Wanneer het algemeen bestuur overeenkomstig het gestelde in het vorige lid een besluit heeft genomen omtrent het bijdragen door de deelnemers in het nadelig exploitatiesaldo, wordt het nadelige exploitatiesaldo gedragen op basis van ieders afname (=omzet) in het jaar waarop de jaarrekening betrekking heeft.
HOOFDSTUK 8 TOETREDING, UITTREDING, OPHEFFING EN WIJZIGING
Een deelnemer zendt het besluit tot uittreding aangetekend aan het algemeen bestuur. Daarbij wordt een opzegtermijn van twee jaar, ingaande op 1 januari van het eerstvolgende kalenderjaar, in acht genomen, tenzij de deelnemers unaniem een andere opzegtermijn overeenkomen of de wet tot een andere datum dwingt.
Artikel 36 Procedure en inhoud van het uittredingsplan
Het in artikel 35, derde lid, bedoelde uittredingsplan bevat de financiële, juridische, personele en organisatorische consequenties die gedurende een periode van vijf jaar het directe gevolg zijn van de uittreding. Tevens bevat het uittredingsplan de uittreedsom die betaald moet worden door de uittredende deelnemer.
Het algemeen bestuur wijst de onafhankelijke adviseur aan op basis van een gezamenlijke voordracht van de uittredende deelnemer en de voorzitter. Indien geen overeenstemming kan worden bereikt over een gezamenlijke voordracht, wijst het algemeen bestuur de onafhankelijke adviseur aan op basis van een bindende voordracht van een selectiecommissie bestaande uit drie leden van het algemeen bestuur, waaronder in ieder geval een vertegenwoordiger in het algemeen bestuur van de uittredende deelnemer.

------------------------------

● **Opdracht**: Bewerk het stuk van de getoonde tekst dat begint bij de woorden met "HOOFDSTUK 8 TOETREDING, UITTREDING, OPHEFFING" en eindigt bij "door de uittredende deelnemer.". Geef het opnieuw met "termijn van opzegging" in plaats van "opzegtermijn".

------------------------------

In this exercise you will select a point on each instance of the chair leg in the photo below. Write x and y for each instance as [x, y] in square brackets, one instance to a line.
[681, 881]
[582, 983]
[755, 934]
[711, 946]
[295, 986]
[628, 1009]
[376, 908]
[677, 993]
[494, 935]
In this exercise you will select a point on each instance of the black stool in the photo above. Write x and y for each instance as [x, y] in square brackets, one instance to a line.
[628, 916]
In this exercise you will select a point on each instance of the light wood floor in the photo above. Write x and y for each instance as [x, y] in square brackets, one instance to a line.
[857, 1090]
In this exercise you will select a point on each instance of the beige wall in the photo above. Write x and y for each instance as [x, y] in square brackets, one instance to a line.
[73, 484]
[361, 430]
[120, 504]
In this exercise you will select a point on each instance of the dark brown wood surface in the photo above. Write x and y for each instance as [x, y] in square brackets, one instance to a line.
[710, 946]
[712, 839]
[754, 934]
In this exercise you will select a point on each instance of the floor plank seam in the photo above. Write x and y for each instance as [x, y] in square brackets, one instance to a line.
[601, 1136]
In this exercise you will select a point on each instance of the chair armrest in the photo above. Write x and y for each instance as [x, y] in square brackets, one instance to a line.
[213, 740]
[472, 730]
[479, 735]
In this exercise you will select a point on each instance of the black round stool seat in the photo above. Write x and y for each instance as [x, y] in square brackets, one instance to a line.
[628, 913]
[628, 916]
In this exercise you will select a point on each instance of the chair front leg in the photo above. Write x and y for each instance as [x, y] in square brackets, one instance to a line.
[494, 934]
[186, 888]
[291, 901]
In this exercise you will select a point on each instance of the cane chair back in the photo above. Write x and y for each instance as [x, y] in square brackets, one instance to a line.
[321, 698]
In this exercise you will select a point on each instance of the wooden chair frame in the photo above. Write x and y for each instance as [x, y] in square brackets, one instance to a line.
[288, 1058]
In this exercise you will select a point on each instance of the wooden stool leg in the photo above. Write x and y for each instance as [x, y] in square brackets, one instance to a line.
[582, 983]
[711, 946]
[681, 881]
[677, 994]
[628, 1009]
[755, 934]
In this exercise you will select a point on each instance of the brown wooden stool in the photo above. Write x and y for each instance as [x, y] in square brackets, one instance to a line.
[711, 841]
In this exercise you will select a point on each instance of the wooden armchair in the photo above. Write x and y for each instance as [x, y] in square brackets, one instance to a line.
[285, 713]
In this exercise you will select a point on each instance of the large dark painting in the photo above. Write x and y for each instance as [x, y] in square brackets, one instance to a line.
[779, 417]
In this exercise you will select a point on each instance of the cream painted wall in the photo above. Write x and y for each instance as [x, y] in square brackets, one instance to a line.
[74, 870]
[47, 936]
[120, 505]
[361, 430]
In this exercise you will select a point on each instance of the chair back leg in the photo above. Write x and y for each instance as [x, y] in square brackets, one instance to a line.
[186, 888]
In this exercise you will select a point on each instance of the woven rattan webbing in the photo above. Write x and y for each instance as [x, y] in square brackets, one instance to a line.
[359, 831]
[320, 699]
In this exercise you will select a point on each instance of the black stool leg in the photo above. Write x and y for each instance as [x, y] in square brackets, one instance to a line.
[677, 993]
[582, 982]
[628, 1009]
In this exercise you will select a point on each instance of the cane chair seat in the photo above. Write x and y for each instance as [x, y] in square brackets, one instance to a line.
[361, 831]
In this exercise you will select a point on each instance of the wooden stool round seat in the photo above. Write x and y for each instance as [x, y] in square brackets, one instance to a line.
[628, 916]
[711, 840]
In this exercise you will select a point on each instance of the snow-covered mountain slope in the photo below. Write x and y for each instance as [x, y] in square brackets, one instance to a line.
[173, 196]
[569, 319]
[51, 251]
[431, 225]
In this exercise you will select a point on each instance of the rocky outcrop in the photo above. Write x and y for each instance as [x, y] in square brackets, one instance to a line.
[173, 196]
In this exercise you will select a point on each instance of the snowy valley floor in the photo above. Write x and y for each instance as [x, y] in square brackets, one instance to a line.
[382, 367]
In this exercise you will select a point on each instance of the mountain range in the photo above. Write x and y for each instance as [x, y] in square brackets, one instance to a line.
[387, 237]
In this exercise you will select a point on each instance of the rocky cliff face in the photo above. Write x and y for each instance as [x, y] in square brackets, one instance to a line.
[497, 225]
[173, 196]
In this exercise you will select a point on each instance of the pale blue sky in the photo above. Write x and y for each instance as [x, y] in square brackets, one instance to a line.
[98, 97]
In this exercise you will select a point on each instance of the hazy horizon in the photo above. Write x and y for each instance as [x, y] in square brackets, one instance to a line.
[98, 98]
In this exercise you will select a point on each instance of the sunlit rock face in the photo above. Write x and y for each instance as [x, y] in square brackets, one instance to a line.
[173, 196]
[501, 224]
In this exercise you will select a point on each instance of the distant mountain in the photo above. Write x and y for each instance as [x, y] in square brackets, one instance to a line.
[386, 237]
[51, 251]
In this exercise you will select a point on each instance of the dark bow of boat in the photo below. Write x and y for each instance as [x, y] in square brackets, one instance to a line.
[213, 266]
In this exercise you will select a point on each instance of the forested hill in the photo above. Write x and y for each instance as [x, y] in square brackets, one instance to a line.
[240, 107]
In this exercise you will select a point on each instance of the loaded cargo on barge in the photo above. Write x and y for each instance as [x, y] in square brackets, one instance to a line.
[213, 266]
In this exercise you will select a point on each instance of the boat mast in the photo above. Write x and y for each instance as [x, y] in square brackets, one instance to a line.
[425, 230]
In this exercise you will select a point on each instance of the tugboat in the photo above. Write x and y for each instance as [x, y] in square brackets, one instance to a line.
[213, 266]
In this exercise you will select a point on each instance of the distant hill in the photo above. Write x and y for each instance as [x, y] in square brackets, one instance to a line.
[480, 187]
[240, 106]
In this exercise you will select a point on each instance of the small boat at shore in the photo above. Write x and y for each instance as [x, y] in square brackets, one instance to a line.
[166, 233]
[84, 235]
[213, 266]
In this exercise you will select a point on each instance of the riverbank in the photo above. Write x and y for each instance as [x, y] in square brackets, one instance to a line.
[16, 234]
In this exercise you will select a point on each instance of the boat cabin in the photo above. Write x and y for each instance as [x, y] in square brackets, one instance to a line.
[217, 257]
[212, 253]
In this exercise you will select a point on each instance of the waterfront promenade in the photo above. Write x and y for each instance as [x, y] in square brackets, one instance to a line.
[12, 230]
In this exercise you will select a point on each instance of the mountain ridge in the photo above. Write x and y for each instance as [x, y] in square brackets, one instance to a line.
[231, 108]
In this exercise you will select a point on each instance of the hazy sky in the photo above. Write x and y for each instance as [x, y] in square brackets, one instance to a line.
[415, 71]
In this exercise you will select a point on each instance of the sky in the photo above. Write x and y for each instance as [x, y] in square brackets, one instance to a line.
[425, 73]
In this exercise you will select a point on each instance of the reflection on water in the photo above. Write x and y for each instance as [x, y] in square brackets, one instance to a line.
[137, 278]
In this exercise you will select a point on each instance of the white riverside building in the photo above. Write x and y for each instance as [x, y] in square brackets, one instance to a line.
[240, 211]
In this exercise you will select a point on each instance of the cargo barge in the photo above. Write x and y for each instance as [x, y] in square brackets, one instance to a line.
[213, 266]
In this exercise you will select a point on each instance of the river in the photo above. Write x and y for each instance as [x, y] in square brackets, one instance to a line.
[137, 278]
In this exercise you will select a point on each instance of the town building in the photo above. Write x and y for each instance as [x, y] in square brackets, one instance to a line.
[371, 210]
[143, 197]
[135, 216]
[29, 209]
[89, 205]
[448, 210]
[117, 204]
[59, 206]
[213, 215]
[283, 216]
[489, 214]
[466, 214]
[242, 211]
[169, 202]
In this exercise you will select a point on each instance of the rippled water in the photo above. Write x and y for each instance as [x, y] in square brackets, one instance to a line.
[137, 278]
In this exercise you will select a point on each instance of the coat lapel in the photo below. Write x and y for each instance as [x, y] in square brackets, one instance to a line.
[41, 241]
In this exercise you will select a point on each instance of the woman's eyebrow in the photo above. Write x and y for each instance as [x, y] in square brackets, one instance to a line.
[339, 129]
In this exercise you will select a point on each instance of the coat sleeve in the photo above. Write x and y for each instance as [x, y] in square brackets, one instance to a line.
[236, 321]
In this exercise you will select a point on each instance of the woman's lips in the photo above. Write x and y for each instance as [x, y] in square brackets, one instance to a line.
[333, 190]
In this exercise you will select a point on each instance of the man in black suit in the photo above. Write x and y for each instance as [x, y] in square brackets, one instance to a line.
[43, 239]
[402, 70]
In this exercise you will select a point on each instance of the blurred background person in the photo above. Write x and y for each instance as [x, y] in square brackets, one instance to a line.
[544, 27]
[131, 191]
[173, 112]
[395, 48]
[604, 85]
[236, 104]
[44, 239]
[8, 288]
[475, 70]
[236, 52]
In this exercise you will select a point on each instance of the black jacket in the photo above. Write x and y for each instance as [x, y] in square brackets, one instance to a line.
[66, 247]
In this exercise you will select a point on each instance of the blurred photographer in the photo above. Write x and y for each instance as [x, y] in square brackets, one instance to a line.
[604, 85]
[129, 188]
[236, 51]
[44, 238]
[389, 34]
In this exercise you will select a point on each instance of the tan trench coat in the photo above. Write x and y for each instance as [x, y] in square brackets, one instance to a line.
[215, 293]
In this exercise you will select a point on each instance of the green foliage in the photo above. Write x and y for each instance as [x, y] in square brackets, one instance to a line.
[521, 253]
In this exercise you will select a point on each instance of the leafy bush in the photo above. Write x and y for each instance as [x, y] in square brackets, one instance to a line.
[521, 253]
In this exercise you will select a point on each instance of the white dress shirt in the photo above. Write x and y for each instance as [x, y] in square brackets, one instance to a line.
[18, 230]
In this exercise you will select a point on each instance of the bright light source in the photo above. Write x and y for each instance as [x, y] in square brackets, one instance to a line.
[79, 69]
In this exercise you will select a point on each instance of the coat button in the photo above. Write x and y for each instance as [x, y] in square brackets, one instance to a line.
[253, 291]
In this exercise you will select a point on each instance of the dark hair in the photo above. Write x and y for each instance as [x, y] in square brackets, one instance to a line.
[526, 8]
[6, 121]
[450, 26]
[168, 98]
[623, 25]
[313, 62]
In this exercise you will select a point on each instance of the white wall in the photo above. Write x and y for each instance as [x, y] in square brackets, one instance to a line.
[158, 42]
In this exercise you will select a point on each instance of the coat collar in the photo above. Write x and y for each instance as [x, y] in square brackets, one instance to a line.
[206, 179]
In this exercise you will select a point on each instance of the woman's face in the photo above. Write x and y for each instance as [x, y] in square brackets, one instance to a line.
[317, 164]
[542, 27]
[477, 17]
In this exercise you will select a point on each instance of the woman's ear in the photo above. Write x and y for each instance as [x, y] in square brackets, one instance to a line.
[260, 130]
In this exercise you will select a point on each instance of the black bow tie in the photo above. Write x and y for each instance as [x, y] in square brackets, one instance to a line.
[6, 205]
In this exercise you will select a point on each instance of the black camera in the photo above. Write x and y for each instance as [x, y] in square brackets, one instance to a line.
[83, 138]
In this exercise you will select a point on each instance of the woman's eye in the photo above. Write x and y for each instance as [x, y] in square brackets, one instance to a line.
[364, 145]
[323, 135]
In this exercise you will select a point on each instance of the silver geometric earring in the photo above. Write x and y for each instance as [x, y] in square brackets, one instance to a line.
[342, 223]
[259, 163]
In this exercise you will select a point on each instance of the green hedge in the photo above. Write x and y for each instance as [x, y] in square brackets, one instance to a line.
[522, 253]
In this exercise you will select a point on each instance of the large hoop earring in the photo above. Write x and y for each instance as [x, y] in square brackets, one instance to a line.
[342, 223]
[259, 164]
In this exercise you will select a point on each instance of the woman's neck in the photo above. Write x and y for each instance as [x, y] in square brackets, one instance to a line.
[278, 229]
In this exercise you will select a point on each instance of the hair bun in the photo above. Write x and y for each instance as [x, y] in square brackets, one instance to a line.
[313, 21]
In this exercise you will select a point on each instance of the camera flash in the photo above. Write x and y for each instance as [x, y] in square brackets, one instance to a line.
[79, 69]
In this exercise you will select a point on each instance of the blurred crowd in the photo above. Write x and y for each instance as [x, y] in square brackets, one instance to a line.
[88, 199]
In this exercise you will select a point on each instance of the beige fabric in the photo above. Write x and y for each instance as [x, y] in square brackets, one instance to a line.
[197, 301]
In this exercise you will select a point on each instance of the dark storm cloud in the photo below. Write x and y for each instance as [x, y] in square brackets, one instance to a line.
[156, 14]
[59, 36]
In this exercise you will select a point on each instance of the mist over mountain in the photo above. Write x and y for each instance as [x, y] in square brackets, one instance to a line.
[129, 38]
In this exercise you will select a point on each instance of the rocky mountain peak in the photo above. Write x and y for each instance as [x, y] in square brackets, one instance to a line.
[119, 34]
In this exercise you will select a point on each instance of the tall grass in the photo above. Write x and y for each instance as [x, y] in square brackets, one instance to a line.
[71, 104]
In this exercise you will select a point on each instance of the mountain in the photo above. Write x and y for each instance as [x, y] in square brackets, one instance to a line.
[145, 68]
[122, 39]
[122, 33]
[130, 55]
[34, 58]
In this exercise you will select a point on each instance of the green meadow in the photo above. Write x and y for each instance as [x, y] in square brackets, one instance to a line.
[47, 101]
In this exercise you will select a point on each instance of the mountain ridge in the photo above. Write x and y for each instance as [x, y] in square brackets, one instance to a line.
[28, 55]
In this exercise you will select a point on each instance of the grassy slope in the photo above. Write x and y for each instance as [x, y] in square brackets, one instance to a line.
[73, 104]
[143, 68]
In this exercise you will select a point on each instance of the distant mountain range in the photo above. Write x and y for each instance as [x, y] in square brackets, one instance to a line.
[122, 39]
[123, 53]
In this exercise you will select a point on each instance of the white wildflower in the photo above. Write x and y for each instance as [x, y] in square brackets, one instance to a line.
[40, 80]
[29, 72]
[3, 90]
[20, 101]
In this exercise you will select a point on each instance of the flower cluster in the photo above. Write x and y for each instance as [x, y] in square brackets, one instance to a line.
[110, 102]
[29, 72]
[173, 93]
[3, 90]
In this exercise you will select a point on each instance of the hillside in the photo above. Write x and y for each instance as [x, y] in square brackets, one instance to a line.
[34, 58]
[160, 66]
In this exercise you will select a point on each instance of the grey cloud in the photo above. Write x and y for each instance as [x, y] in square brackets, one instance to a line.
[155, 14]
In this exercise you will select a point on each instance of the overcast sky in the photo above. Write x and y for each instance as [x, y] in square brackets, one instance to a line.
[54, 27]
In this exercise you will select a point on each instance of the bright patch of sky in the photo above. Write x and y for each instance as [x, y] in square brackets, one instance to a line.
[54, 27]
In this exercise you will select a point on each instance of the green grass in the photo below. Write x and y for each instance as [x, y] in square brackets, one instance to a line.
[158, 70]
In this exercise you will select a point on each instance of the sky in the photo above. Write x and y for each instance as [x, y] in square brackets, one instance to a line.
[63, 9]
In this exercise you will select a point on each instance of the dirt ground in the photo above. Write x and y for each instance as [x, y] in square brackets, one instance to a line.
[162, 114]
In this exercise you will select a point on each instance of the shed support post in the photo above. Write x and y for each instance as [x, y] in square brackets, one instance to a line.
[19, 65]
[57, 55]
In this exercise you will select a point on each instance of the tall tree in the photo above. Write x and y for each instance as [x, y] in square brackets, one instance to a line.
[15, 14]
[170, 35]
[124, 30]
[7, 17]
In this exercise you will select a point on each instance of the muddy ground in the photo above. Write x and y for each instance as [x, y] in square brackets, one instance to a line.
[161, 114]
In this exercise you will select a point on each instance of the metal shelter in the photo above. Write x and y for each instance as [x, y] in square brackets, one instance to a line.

------------------------------

● **Antwoord**:
HOOFDSTUK 8 TOETREDING, UITTREDING, OPHEFFING EN WIJZIGING
Een deelnemer zendt het besluit tot uittreding aangetekend aan het algemeen bestuur. Daarbij wordt een termijn van opzegging van twee jaar, ingaande op 1 januari van het eerstvolgende kalenderjaar, in acht genomen, tenzij de deelnemers unaniem een andere termijn van opzegging overeenkomen of de wet tot een andere datum dwingt.
Artikel 36 Procedure en inhoud van het uittredingsplan
Het in artikel 35, derde lid, bedoelde uittredingsplan bevat de financiële, juridische, personele en organisatorische consequenties die gedurende een periode van vijf jaar het directe gevolg zijn van de uittreding. Tevens bevat het uittredingsplan de uittreedsom die betaald moet worden door de uittredende deelnemer.